◆ **WHAT NEEDS TO BE DONE**:
Recast the data from its first line through the line containing "[[[98,44],[99,140],[126,123],[125,55]]]", inclusive, as a Markdown table with the columns "No." and "Data line", giving each line its own numbered row and omitting blank lines.

◆ **DATASET**:
:::::
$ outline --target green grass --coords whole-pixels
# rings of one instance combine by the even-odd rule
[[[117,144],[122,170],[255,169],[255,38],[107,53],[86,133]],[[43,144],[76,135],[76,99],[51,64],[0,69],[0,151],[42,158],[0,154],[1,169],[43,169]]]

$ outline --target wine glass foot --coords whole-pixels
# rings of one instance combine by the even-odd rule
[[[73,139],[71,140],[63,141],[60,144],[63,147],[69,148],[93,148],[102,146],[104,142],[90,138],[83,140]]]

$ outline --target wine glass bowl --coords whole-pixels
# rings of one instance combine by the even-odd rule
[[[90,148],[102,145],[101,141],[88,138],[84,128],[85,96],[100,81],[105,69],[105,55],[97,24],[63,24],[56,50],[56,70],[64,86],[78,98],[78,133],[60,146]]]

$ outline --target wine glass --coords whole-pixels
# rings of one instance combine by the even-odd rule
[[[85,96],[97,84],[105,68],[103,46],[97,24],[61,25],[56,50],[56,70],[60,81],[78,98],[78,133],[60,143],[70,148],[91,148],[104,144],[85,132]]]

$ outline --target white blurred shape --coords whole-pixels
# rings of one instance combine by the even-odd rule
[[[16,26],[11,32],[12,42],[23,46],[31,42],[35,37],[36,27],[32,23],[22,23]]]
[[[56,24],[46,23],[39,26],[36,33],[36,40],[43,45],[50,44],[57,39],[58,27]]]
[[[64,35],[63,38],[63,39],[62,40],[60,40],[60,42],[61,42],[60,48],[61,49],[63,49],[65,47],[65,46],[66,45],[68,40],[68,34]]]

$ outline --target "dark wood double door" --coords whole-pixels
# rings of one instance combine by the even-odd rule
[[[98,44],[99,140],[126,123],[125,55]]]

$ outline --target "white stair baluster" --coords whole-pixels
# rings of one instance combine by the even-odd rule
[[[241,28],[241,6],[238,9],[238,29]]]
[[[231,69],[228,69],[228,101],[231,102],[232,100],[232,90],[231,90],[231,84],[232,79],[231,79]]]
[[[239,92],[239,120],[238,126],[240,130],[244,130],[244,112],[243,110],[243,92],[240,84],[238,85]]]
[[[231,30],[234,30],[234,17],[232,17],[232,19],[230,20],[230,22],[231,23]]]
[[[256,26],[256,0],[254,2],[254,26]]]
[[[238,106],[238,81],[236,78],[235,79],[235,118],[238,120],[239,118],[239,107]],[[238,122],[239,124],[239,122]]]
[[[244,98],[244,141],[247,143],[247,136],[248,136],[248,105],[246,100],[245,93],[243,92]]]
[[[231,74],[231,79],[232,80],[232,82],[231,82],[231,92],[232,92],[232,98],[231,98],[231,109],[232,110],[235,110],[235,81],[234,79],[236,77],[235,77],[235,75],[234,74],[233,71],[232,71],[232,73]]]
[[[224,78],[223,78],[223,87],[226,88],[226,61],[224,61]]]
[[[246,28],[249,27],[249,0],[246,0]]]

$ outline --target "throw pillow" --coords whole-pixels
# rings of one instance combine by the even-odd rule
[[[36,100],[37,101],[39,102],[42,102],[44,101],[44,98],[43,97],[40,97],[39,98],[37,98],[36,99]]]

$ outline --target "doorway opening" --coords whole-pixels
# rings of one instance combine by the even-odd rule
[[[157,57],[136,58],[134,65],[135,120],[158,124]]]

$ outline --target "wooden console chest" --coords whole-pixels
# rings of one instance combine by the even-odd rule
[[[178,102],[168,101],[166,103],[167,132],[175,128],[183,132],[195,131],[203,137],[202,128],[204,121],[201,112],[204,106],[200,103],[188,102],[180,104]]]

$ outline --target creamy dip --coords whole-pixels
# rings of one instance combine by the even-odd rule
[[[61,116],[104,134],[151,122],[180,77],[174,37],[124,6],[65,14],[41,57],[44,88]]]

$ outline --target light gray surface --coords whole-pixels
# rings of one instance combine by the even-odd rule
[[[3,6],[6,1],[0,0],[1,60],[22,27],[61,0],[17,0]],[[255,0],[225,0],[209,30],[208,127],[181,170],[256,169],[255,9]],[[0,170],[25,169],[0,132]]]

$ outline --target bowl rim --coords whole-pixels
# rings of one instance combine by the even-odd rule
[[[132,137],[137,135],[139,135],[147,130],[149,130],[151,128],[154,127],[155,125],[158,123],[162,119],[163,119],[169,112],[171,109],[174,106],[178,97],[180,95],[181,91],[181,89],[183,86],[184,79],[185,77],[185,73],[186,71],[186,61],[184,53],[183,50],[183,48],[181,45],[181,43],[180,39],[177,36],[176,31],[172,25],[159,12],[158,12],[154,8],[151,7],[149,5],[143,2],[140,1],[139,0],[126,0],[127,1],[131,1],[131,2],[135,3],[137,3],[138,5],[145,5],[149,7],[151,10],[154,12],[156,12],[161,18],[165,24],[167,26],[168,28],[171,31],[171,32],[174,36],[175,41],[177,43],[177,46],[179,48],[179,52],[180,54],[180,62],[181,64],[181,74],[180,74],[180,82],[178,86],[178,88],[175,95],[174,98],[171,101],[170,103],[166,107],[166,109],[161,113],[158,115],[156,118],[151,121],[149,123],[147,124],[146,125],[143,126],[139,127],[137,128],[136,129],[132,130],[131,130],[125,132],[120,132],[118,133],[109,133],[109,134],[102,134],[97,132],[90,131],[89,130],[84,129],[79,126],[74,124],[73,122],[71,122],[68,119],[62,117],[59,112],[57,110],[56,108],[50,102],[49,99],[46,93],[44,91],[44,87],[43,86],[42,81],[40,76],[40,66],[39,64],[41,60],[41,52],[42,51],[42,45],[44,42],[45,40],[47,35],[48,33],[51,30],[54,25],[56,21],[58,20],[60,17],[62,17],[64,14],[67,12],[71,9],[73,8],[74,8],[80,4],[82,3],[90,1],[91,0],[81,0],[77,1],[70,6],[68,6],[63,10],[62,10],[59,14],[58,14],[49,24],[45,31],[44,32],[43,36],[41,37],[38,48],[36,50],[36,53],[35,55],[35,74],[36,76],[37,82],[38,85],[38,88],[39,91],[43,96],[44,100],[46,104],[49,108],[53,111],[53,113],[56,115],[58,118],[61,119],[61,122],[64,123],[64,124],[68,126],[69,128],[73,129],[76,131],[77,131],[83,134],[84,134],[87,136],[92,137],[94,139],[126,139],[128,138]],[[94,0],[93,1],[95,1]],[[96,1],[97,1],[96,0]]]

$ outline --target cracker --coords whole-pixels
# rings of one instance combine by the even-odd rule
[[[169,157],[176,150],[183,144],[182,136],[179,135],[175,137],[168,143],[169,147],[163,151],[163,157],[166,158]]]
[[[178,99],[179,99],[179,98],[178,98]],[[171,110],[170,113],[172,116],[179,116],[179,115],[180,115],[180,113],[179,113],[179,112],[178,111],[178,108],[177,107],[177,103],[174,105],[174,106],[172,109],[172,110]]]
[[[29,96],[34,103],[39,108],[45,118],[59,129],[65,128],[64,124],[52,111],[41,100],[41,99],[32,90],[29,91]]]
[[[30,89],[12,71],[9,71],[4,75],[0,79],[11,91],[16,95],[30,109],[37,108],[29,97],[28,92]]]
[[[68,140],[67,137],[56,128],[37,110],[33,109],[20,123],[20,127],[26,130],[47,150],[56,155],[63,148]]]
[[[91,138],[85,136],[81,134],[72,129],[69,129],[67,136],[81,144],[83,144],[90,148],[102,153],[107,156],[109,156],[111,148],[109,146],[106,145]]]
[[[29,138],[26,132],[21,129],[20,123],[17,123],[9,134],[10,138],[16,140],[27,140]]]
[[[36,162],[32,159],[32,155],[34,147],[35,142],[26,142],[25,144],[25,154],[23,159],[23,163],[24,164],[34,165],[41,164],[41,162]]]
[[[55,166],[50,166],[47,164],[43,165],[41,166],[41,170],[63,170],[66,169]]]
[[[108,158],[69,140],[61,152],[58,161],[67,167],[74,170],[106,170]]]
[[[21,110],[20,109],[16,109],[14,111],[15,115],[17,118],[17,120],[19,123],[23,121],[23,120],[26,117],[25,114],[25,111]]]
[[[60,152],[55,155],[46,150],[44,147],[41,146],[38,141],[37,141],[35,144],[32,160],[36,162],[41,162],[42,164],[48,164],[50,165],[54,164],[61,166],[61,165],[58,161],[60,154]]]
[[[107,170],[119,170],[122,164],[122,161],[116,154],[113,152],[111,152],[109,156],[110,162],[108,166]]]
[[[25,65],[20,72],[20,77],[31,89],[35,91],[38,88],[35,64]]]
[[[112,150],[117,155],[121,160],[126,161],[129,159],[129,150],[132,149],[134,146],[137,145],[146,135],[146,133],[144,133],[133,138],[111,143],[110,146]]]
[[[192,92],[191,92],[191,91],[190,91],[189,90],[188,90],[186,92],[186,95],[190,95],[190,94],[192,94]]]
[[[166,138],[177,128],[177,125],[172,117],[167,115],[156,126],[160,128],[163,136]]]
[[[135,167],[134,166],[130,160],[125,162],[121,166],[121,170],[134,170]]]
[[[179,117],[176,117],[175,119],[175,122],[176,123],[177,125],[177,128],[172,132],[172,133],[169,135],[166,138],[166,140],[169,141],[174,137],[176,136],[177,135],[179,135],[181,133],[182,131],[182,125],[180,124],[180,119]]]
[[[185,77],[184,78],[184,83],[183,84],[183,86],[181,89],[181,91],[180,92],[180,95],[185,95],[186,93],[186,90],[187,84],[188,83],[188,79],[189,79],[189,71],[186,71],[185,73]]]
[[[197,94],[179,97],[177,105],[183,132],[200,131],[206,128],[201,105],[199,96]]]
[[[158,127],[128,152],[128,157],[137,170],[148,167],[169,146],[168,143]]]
:::::
◆ **ANSWER TO THE TASK**:
| No. | Data line |
|---|---|
| 1 | $ outline --target green grass --coords whole-pixels |
| 2 | # rings of one instance combine by the even-odd rule |
| 3 | [[[117,144],[122,170],[255,169],[255,38],[107,53],[86,133]],[[43,144],[76,135],[76,99],[51,64],[0,69],[0,151],[42,158],[0,154],[1,169],[43,169]]] |
| 4 | $ outline --target wine glass foot --coords whole-pixels |
| 5 | # rings of one instance combine by the even-odd rule |
| 6 | [[[73,139],[71,140],[63,141],[60,144],[63,147],[69,148],[93,148],[102,146],[104,142],[90,138],[83,140]]] |
| 7 | $ outline --target wine glass bowl --coords whole-pixels |
| 8 | # rings of one instance combine by the even-odd rule |
| 9 | [[[90,148],[102,145],[101,141],[88,138],[84,128],[85,96],[100,81],[105,69],[105,55],[97,24],[63,24],[56,50],[56,70],[64,86],[78,98],[78,133],[60,146]]] |
| 10 | $ outline --target wine glass --coords whole-pixels |
| 11 | # rings of one instance combine by the even-odd rule |
| 12 | [[[85,96],[97,84],[105,68],[103,46],[97,24],[61,25],[56,50],[56,70],[60,81],[78,98],[78,133],[60,143],[70,148],[91,148],[104,144],[85,132]]] |
| 13 | $ outline --target white blurred shape --coords whole-pixels |
| 14 | # rings of one instance combine by the even-odd rule |
| 15 | [[[16,26],[11,32],[12,42],[23,46],[31,42],[35,37],[36,27],[32,23],[22,23]]] |
| 16 | [[[56,24],[46,23],[39,26],[36,33],[36,40],[43,45],[50,44],[57,39],[58,27]]] |
| 17 | [[[64,35],[63,38],[63,39],[62,40],[60,40],[60,42],[61,42],[60,48],[61,49],[63,49],[65,47],[65,46],[66,45],[68,40],[68,34]]] |
| 18 | $ outline --target "dark wood double door" --coords whole-pixels |
| 19 | # rings of one instance combine by the even-odd rule |
| 20 | [[[98,44],[99,140],[126,123],[125,55]]] |